WHAT IS REQUIRED
Reproduce the material below line for line, with every character left unchanged.

(Records)

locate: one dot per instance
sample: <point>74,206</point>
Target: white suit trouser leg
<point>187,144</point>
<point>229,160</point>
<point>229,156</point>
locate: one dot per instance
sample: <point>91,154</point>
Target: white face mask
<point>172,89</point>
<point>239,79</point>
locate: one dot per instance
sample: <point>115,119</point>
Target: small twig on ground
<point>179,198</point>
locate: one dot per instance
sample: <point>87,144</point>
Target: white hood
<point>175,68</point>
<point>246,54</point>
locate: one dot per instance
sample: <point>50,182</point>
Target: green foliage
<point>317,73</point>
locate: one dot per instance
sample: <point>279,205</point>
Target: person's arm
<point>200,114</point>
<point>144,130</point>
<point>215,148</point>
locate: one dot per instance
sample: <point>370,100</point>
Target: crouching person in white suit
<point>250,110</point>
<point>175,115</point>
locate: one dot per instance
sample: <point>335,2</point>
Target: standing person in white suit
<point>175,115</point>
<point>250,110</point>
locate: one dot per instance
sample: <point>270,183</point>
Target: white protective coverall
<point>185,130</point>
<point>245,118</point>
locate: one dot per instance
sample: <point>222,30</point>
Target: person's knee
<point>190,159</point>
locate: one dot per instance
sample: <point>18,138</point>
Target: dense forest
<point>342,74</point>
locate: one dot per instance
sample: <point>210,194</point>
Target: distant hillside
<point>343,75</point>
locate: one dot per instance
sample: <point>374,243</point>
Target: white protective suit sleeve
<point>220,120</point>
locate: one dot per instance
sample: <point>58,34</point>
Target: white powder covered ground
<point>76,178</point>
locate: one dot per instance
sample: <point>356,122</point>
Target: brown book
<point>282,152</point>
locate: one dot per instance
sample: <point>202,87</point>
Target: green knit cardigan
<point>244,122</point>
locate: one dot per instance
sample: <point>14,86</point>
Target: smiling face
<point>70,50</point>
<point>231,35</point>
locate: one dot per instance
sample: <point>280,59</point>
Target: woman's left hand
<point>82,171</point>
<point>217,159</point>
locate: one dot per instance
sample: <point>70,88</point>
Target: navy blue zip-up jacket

FINISHED ANSWER
locate: one dot per instance
sample: <point>74,206</point>
Target: white suit trouser leg
<point>187,144</point>
<point>229,160</point>
<point>229,156</point>
locate: one dot per instance
sample: <point>91,154</point>
Target: white face mask
<point>172,89</point>
<point>239,79</point>
locate: one dot per instance
sample: <point>115,119</point>
Target: small twig on ground
<point>179,198</point>
locate: one dot per instance
sample: <point>87,144</point>
Target: white hood
<point>175,68</point>
<point>246,54</point>
locate: one dot per instance
sample: <point>50,182</point>
Target: green foliage
<point>317,73</point>
locate: one dot per instance
sample: <point>279,205</point>
Target: person's arm
<point>200,114</point>
<point>144,130</point>
<point>215,148</point>
locate: one dot per instance
sample: <point>370,100</point>
Target: crouching person in white suit
<point>250,110</point>
<point>175,115</point>
locate: one dot per instance
sample: <point>335,2</point>
Target: standing person in white suit
<point>175,115</point>
<point>250,110</point>
locate: one dot per instance
sample: <point>270,183</point>
Target: white protective coverall
<point>185,130</point>
<point>245,118</point>
locate: one dot per instance
sample: <point>222,30</point>
Target: person's knee
<point>190,159</point>
locate: one dot per instance
sample: <point>18,138</point>
Target: dense forest
<point>342,74</point>
locate: one dot per instance
sample: <point>210,194</point>
Target: distant hillside
<point>343,75</point>
locate: one dot per instance
sample: <point>374,243</point>
Target: white protective suit sleeve
<point>220,120</point>
locate: one dot per instance
sample: <point>58,34</point>
Target: white powder covered ground
<point>76,178</point>
locate: one dot per instance
sample: <point>356,122</point>
Target: brown book
<point>282,152</point>
locate: one dot per instance
sample: <point>202,87</point>
Target: green knit cardigan
<point>244,122</point>
locate: one dot per instance
sample: <point>14,86</point>
Target: smiling face
<point>70,50</point>
<point>231,35</point>
locate: one dot per instance
sample: <point>280,59</point>
Target: woman's left hand
<point>82,171</point>
<point>217,159</point>
locate: one dot per instance
sample: <point>70,88</point>
Target: navy blue zip-up jacket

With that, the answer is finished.